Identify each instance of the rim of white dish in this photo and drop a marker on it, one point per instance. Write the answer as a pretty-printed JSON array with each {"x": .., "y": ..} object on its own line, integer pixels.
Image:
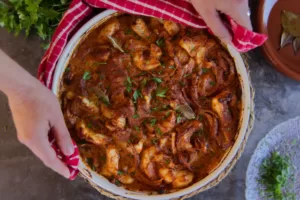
[{"x": 102, "y": 181}]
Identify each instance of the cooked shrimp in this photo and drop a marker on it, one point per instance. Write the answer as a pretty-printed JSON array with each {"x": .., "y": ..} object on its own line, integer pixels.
[
  {"x": 108, "y": 30},
  {"x": 182, "y": 178},
  {"x": 112, "y": 162},
  {"x": 89, "y": 105},
  {"x": 90, "y": 135},
  {"x": 184, "y": 133},
  {"x": 125, "y": 179},
  {"x": 191, "y": 44},
  {"x": 140, "y": 28},
  {"x": 145, "y": 60},
  {"x": 166, "y": 174},
  {"x": 147, "y": 166},
  {"x": 171, "y": 27},
  {"x": 168, "y": 123}
]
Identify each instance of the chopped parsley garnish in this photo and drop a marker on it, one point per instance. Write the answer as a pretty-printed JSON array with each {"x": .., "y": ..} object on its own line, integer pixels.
[
  {"x": 128, "y": 84},
  {"x": 212, "y": 83},
  {"x": 276, "y": 176},
  {"x": 135, "y": 116},
  {"x": 152, "y": 122},
  {"x": 136, "y": 95},
  {"x": 86, "y": 76},
  {"x": 161, "y": 92},
  {"x": 157, "y": 80},
  {"x": 160, "y": 42}
]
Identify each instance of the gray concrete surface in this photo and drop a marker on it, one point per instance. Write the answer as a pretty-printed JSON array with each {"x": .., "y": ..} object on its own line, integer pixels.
[{"x": 23, "y": 176}]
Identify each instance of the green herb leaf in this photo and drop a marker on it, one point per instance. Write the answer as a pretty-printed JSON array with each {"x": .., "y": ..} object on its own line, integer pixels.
[
  {"x": 275, "y": 176},
  {"x": 161, "y": 92},
  {"x": 86, "y": 76},
  {"x": 128, "y": 84},
  {"x": 160, "y": 42},
  {"x": 32, "y": 16},
  {"x": 157, "y": 80},
  {"x": 137, "y": 128}
]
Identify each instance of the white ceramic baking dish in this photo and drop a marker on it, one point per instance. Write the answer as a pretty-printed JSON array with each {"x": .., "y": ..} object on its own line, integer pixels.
[{"x": 102, "y": 181}]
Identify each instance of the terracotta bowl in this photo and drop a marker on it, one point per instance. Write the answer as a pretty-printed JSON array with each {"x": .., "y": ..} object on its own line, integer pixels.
[{"x": 269, "y": 22}]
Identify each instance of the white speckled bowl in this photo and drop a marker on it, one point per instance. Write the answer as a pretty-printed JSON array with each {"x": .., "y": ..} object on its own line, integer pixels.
[{"x": 102, "y": 181}]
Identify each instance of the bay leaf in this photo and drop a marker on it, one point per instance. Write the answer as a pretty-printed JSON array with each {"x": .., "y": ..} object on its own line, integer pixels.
[
  {"x": 286, "y": 39},
  {"x": 291, "y": 23},
  {"x": 296, "y": 45},
  {"x": 187, "y": 111}
]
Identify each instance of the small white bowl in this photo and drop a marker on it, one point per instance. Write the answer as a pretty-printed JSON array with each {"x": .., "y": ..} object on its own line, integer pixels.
[{"x": 102, "y": 181}]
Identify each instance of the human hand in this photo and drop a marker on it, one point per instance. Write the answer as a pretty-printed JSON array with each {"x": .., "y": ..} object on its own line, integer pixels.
[
  {"x": 36, "y": 113},
  {"x": 236, "y": 9}
]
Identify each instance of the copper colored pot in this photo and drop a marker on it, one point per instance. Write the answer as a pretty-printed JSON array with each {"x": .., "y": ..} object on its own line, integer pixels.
[{"x": 268, "y": 21}]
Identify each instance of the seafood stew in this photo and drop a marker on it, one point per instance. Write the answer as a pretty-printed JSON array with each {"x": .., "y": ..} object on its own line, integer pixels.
[{"x": 153, "y": 105}]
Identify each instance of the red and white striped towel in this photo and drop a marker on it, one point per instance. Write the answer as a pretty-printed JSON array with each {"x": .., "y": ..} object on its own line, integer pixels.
[{"x": 181, "y": 11}]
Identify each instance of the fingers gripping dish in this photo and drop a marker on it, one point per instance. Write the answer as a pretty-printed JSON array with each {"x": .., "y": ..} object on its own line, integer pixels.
[{"x": 153, "y": 105}]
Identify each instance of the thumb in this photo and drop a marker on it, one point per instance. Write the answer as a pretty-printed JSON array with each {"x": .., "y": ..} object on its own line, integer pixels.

☆ ☆ ☆

Can you rewrite all of the items above, swapping "drop a marker on it" for "place a point on it" and keeping everything else the same? Leave the pictures out of your version.

Result for this task:
Identify each instance of the rim of white dish in this photo and place a point on it, one point per instance. Write the answer as a pretty-printed JSON array with each {"x": .., "y": ..} object on its own line, integer pixels.
Image:
[{"x": 102, "y": 181}]
Identify each instance of the cooked shrimp in this photo and place a point on it, one point per instance. Write the answer as a pretty-printed JSON array with each {"x": .., "y": ..} object on its own line, integer pixels.
[
  {"x": 108, "y": 30},
  {"x": 182, "y": 178},
  {"x": 112, "y": 162},
  {"x": 89, "y": 105},
  {"x": 90, "y": 135},
  {"x": 184, "y": 133},
  {"x": 125, "y": 179},
  {"x": 191, "y": 44},
  {"x": 140, "y": 28},
  {"x": 145, "y": 60},
  {"x": 166, "y": 174},
  {"x": 147, "y": 166},
  {"x": 171, "y": 27},
  {"x": 168, "y": 123}
]
Identify each instance of the chopped parsley garnish in this photo and place a point on it, one point per instance. Write the answer as a pretty-printed JSON array with each {"x": .., "y": ..} object on its own line, integer pixels.
[
  {"x": 128, "y": 84},
  {"x": 212, "y": 83},
  {"x": 276, "y": 176},
  {"x": 135, "y": 116},
  {"x": 152, "y": 122},
  {"x": 136, "y": 95},
  {"x": 86, "y": 76},
  {"x": 161, "y": 92},
  {"x": 157, "y": 80},
  {"x": 160, "y": 42}
]
Identify each instance of the gray concrete surface in this photo and place a point on it, one point per instance. Write the answer as a pretty-printed JSON array with each {"x": .., "y": ..} object on its own line, integer pixels.
[{"x": 23, "y": 176}]
Identify each instance of the green herb leaf in this photo and place a point on it, one point per instance. Write the answer as a pretty-printed JSON array with each {"x": .., "y": ..} object on its own line, integer pixels.
[
  {"x": 275, "y": 176},
  {"x": 161, "y": 92},
  {"x": 86, "y": 76},
  {"x": 128, "y": 84},
  {"x": 160, "y": 42},
  {"x": 32, "y": 16},
  {"x": 157, "y": 80},
  {"x": 137, "y": 128}
]
Identify each instance of the white ceramic baking dish in this photo and place a point on it, one point per instance. Write the answer as a pretty-printed JSON array with each {"x": .., "y": ..} object on its own line, integer pixels.
[{"x": 102, "y": 181}]
Identify each instance of the terracotta bowl in this photo and place a point on it, one point per instance. Write the answer as a pretty-printed JSON array with each {"x": .., "y": ..} object on its own line, integer pixels.
[{"x": 269, "y": 22}]
Identify each instance of the white speckled bowl in this photo and place a point on it, one point per instance. Write the answer as a pretty-printed JSON array with each {"x": .., "y": ..} object on its own line, integer pixels.
[{"x": 102, "y": 181}]
Identify each instance of the bay leaf in this photo and place a point on it, one point per instance. Write the answer as a pretty-printed JSON array with each {"x": .., "y": ..} object on its own line, integer pixels.
[
  {"x": 286, "y": 39},
  {"x": 291, "y": 23},
  {"x": 296, "y": 45},
  {"x": 187, "y": 111}
]
Identify each instance of the small white bowl in this photo and place a point on it, one point per instance. Write the answer as a pretty-printed JSON array with each {"x": .., "y": ..} object on its own line, integer pixels.
[{"x": 102, "y": 181}]
Identify each instance of the human hand in this photo and place a point on it, one point per instance. Write the answer as a pretty-printed JSON array with each {"x": .., "y": ..} object on its own line, integer pixels.
[
  {"x": 36, "y": 113},
  {"x": 236, "y": 9}
]
Identify each instance of the copper colored pot in this photo and place a point on it, one point per instance. Write the answer as a pretty-printed JSON array with each {"x": .., "y": ..} object on its own line, integer pixels.
[{"x": 268, "y": 21}]
Identify each instance of the seafood stew in this photo and place a point on it, one point per instance. Write the answer as a pretty-printed JSON array with each {"x": .., "y": ..} object on its own line, integer pixels.
[{"x": 153, "y": 105}]
Identify each instance of the red and white striped towel in this photo and place a point on it, one point per instance. Write the answer as a pretty-printed JSON array with each {"x": .., "y": ..} object on its own line, integer pixels.
[{"x": 181, "y": 11}]
Identify each instance of the fingers gripping dish in this photo and place a point on it, one point per instance. Write the answer as a pretty-printed JSON array with each {"x": .., "y": ..} object on its own line, integer pixels.
[{"x": 153, "y": 105}]
Identify each instance of the thumb in this photo and place a point on it, one point per instance. Write the answer as a pretty-printed JSON array with each {"x": .., "y": ..} object on its own line, integer pixels.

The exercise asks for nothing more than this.